======== SOURCE TEXT ========

The system mainly consists of the following phases:

  1. 1.

    Feature extraction—Forming feature vectors of the features extracted from the audio file.

  2. 2.

    ML classifiers—ML classifiers are trained on the extracted features and an ensemble of the best performing models is taken to determine the emotion of the speech.

The aim of this work is to:

  1. 1.

    Experiment with Random Forest, Gradient Boosting, Support Vector Machine, Naive Bayes, and Logistic Regression methods for classifying speech emotions.

  2. 2.

    Experiment with ensemble of methods.

  3. 3.

    Compare the performance with the accuracy of each method.

  4. 4.

    Classify the emotions as angry, happy, sad, neutral, frustrated, excited, fearful, surprised, and disgusted.

  5. 5.

    Evaluate the method on the iemocap dataset

  6. 6.

    Apply the handcrafted features with state-of-the-art features.

  7. 7.

    Compare model performance applying MFCC and handcrafted features.

2 Related Work

Research on the recognition of the human voice has been conducted since the fifties. The applications of speech emotion sentiment analysis in the real-world market do not seem to be as fast as the study. Speech Emotion Recognition is one of the ways of extracting the semantics from the speech that adds more information to the analysis and thus improving the performance of speech recognition systems.

Consider the example of an English word “OKAY” which can be interpreted differently with respect to how it is used in a conversation. It can mean sanction, disbelief, consent, endorsement, indorsement, warrant, admiration, disinterest, or assertion. Understanding of the word when spoken out loud by a human to human can be interpreted very flawlessly; on the contrary, in a human to computer conversation, it can be misinterpreted, or the computer cannot comprehend with the utmost perfection. Therefore, just processing the text itself is not enough to understand the semantics of the actual spoken statement or speech. The processing of non-linguistics information such as emotion is crucial. The non-linguistics in various cases can be observed through Facial expressions in videos, Expression of emotions in speech, and Punctuation in text. SER research has been progressing with human-centered computing. Mimicking the human perception mechanism is the main objective of an SER. In an SER, when human–machine interaction is taken under consideration, the challenge is of detection of emotion in the speech; for detecting these features, the identification of acceptable features which characterize the distinct emotions, along with the features, right models also need to be identified to extract information specific to the emotions from the extracted speech features [7].

The rough categorization of speech emotion features is as follows [1]:

  1. 1.

    Acoustic features

  2. 2.

    Linguistic features (words + discourse)

  3. 3.

    Hybrid features (acoustic + linguistic)

  4. 4.

    Context Information (e.g., subject and gender).

========

* [EXERCISE]: Translate this sentence from the speech emotion text into Spanish: "Research on the recognition of the human voice has been conducted since the fifties."

======== RECORD EXCERPTS ========

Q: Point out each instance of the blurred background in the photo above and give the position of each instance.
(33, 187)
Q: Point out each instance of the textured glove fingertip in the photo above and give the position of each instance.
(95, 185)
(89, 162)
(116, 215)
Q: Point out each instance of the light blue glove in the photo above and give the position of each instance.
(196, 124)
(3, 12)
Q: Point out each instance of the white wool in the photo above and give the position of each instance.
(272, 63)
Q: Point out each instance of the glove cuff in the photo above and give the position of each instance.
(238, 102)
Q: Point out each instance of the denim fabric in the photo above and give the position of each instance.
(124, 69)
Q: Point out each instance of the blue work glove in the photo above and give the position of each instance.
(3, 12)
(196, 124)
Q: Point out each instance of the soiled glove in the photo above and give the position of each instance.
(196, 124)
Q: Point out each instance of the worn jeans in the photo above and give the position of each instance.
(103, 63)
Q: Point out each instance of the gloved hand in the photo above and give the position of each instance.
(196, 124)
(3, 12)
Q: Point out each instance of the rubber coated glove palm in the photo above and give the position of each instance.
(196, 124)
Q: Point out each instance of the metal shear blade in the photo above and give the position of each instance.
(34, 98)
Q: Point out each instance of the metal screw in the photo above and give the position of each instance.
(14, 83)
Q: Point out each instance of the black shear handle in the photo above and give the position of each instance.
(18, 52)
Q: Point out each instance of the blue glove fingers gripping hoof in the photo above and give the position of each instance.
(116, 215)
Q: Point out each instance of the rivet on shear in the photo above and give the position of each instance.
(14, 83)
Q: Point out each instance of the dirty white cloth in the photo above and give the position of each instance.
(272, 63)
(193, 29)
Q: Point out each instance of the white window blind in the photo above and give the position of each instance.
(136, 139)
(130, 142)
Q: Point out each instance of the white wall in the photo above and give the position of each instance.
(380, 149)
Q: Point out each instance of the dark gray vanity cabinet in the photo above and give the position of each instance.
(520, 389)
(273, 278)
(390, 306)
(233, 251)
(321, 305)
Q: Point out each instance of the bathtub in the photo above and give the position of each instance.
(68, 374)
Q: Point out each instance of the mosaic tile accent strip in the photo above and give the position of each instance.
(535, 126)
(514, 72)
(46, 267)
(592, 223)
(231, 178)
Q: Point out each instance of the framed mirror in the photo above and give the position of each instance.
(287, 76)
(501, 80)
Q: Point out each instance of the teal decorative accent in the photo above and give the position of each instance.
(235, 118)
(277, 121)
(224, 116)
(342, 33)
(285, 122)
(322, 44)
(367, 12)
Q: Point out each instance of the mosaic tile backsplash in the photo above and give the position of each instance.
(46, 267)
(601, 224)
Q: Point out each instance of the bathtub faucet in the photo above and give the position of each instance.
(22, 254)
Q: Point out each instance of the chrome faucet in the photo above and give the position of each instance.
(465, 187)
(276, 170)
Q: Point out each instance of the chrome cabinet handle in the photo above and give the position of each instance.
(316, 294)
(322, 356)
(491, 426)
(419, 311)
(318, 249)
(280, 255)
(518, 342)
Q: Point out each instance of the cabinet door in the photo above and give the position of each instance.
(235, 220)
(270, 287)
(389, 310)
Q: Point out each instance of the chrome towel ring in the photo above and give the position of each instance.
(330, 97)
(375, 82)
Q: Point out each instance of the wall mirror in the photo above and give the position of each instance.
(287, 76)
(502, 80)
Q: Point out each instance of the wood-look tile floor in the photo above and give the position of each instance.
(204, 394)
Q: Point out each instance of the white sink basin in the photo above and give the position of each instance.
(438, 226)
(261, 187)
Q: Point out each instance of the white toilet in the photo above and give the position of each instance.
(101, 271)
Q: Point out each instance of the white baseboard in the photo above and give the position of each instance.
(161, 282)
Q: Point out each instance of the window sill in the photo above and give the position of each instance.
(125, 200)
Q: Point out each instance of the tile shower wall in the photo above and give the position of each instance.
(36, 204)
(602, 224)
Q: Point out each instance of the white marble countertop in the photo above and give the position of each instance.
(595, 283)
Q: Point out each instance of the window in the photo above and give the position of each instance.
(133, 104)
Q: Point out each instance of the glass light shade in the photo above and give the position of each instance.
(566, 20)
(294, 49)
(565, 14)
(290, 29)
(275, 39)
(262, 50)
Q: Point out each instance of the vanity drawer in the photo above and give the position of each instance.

========

* [EXPECTED ANSWER]: La investigación sobre el reconocimiento de la voz humana se ha llevado a cabo desde los años cincuenta.